#### [Task objective]
Read the text on Optalysys and its DARPA project. For each statement below, say yes or no, and quote the words from the text that decide it: (a) The DARPA grant pays for a project lasting 13 months. (b) The Optalysys technology uses electricity rather than light for its calculations. (c) The technology is being developed mainly for weather prediction.

#### [Passage provided]
-- -- --

Optical Processing Pioneer wins Project with DARPA

Cambridge University spin-out Optalysys has been awarded a $350k grant for a 13-month project from the US Defense Advanced Research Projects Agency (DARPA).  The project will see the company advance their research in developing and applying their optical co-processing technology to solving complex mathematical equations. These equations are relevant to large-scale scientific and engineering simulations such as weather prediction and aerodynamics.

The Optalysys technology is extremely energy efficient, using light rather than electricity to perform intensive mathematical calculations. The company aims to provide existing computer systems with massively boosted processing capabilities, with the aim to eventually reach exaFLOP rates (a billion billion calculations per second). The technology operates at a fraction of the energy cost of conventional high-performance computers (HPCs) and has the potential to operate at orders of magnitude faster.

The project’s goal is to lay the groundwork for producing optical processing systems that are capable of high-end tasks used in computational fluid dynamic simulation models such as Direct Numerical Simulation[1] and Large Eddy Simulation[2].

The Optalysys technology is currently developed to Technology Readiness Level 5 (TRL5), and is being developed for use primarily in the field of genetic sequencing, as part of a UK government funded project in collaboration with The Genome Analysis Centre (TGAC) in Norwich, UK.

-- -- --

#### [Data for review]
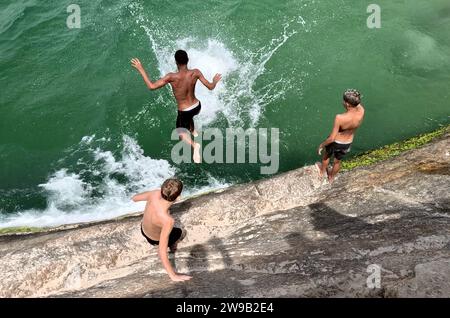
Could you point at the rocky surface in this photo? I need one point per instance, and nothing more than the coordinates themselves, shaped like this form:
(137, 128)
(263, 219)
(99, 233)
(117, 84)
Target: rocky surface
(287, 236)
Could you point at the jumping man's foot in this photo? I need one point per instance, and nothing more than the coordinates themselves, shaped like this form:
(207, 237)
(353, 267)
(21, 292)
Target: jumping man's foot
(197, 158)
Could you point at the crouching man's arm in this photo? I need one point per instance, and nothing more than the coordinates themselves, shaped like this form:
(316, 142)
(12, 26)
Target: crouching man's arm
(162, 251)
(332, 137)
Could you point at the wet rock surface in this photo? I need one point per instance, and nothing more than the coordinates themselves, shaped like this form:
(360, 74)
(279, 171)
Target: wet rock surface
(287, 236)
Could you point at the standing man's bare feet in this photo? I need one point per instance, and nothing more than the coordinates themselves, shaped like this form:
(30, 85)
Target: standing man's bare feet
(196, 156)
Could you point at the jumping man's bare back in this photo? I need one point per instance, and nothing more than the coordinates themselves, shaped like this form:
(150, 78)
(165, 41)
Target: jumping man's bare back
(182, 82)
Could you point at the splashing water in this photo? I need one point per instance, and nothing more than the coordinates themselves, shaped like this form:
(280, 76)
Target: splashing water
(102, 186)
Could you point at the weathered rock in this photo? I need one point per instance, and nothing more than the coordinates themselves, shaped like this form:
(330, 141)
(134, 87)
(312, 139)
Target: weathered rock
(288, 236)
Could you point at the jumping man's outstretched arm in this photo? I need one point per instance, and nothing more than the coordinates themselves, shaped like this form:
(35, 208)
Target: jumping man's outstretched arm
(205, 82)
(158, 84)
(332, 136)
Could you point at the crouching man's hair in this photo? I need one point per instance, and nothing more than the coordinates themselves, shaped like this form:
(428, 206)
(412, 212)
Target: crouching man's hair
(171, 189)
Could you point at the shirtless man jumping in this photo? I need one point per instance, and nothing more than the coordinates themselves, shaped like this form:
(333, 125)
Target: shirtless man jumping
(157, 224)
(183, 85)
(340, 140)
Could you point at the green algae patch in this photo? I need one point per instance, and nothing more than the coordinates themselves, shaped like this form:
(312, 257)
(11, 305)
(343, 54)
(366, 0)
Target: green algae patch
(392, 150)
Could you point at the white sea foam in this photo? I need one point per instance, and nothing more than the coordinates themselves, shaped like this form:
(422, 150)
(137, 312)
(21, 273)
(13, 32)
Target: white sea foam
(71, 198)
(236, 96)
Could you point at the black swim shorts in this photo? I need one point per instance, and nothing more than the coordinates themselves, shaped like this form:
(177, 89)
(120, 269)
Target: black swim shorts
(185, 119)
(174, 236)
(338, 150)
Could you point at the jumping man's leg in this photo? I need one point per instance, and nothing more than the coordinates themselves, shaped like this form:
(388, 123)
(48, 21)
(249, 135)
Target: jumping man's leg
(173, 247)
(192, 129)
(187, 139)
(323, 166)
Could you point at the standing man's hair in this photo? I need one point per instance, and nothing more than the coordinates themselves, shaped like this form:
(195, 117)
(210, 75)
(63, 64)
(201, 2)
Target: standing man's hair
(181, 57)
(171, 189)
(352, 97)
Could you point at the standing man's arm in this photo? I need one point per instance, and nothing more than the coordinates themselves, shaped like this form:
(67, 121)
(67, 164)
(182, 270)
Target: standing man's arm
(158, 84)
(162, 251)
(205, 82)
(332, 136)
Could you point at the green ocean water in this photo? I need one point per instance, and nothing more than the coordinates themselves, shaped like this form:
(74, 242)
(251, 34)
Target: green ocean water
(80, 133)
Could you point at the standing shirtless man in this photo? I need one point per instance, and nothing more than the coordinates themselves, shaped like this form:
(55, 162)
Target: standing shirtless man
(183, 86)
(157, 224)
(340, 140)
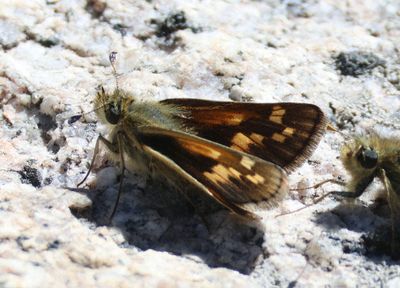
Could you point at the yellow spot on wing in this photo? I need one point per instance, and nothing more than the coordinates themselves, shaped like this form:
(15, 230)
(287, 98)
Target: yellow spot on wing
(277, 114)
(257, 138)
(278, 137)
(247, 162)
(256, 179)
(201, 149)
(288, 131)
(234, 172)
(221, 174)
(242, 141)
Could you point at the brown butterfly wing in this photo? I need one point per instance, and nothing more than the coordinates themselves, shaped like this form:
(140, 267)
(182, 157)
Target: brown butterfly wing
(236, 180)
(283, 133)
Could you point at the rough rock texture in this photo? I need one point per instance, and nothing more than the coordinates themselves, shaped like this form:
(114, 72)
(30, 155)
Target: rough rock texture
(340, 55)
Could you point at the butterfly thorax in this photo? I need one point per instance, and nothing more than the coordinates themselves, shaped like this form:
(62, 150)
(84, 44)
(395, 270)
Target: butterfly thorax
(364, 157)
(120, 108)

-- -- --

#### [Result]
(a) Yes: "awarded a $350k grant for a 13-month project"
(b) No: "using light rather than electricity to perform intensive mathematical calculations"
(c) No: "is being developed for use primarily in the field of genetic sequencing"